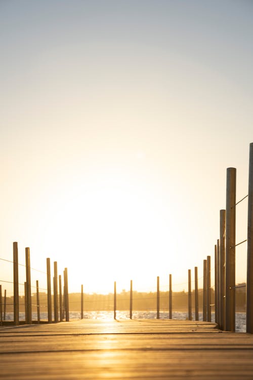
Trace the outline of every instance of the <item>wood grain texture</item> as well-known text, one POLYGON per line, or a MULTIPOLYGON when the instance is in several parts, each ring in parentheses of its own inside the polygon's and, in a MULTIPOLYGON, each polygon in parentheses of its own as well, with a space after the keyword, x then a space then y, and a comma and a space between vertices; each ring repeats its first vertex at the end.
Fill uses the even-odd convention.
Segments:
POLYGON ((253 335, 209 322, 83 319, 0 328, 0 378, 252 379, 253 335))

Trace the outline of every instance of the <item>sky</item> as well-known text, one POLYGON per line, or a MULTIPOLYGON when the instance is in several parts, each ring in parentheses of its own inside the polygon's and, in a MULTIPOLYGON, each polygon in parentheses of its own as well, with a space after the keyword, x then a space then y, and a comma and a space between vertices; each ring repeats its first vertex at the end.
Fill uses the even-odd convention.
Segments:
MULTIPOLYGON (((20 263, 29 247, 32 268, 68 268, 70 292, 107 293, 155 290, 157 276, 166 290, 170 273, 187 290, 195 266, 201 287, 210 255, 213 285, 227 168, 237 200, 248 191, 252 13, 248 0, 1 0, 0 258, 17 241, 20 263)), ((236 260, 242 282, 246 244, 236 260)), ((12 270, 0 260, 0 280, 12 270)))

- - -

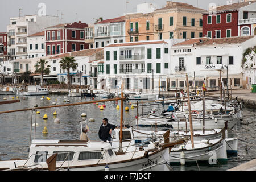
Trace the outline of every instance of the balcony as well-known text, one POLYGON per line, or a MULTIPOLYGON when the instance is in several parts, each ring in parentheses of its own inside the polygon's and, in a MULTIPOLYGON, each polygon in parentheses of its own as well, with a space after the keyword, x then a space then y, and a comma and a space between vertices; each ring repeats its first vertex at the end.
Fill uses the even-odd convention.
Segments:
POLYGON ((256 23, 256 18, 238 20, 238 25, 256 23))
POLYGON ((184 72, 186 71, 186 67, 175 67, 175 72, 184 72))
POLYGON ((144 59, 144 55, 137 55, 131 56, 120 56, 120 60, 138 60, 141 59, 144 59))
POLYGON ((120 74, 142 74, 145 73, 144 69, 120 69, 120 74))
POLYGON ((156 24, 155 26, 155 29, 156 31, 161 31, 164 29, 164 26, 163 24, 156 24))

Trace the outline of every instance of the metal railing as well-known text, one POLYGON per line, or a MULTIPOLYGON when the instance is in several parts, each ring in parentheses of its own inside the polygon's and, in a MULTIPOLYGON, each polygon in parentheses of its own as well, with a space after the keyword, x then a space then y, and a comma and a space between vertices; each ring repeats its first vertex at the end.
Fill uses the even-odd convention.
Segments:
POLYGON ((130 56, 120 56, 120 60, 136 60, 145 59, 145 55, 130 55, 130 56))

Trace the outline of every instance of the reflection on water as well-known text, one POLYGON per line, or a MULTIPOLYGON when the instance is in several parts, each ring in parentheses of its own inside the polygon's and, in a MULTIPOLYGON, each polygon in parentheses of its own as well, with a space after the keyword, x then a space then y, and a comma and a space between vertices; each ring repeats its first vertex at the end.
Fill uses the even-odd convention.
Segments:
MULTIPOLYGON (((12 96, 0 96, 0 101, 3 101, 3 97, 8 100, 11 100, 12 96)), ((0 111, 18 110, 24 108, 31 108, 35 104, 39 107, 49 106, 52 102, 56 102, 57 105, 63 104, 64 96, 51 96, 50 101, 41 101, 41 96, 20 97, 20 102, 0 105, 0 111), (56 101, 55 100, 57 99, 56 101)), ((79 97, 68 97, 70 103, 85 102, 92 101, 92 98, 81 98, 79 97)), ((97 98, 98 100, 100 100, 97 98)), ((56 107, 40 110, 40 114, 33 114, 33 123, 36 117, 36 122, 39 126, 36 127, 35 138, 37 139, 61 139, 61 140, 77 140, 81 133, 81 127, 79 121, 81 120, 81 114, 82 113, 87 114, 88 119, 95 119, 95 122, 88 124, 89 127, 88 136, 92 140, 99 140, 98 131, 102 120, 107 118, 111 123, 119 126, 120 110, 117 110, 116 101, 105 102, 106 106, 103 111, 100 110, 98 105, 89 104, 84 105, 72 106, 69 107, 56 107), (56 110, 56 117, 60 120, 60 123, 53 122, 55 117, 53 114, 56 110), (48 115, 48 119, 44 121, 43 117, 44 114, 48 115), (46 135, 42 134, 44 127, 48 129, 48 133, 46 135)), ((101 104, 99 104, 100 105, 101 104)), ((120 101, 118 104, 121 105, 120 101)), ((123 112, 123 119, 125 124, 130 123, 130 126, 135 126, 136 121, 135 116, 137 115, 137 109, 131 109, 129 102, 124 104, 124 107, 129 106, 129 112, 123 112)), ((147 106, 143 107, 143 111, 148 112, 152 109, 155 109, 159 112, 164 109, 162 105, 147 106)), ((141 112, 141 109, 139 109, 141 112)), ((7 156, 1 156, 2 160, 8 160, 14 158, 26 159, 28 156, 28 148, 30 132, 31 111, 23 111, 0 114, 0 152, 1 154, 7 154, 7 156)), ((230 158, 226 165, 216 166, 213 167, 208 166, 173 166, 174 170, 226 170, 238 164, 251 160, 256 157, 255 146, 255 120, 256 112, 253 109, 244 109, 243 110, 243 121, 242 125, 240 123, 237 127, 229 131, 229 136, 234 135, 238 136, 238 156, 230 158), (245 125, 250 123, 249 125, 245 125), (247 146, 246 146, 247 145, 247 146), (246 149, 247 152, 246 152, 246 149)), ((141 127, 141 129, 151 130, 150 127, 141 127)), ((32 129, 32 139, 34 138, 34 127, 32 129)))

- - -

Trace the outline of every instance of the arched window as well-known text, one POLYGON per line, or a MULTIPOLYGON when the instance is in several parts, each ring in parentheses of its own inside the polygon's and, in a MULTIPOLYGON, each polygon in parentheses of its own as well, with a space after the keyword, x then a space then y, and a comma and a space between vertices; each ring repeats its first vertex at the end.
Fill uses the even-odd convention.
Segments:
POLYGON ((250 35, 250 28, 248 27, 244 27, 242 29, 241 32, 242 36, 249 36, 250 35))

- - -

__Your instructions__:
Format the lines from the one containing "Trace the outline of every instance of the balcony" up to and including the one containing "POLYGON ((184 72, 186" as a JSON list of strings, with one string per line and blank lines omitted.

__Final result__:
[
  "Trace the outline of every instance of the balcony as well-known text, one POLYGON per line, or a MULTIPOLYGON when the instance is in several parts, each ring in parentheses of its own inside the polygon's and, in a MULTIPOLYGON, each polygon in parentheses of its own as well, with a space after the keyword, x then a space then y, and a comma and a space between vertices; each ring repeats its first vertex at the end.",
  "Fill uses the even-odd convention.",
  "Segments:",
  "POLYGON ((256 23, 256 18, 238 20, 238 25, 256 23))",
  "POLYGON ((184 72, 186 71, 186 67, 175 67, 175 72, 184 72))"
]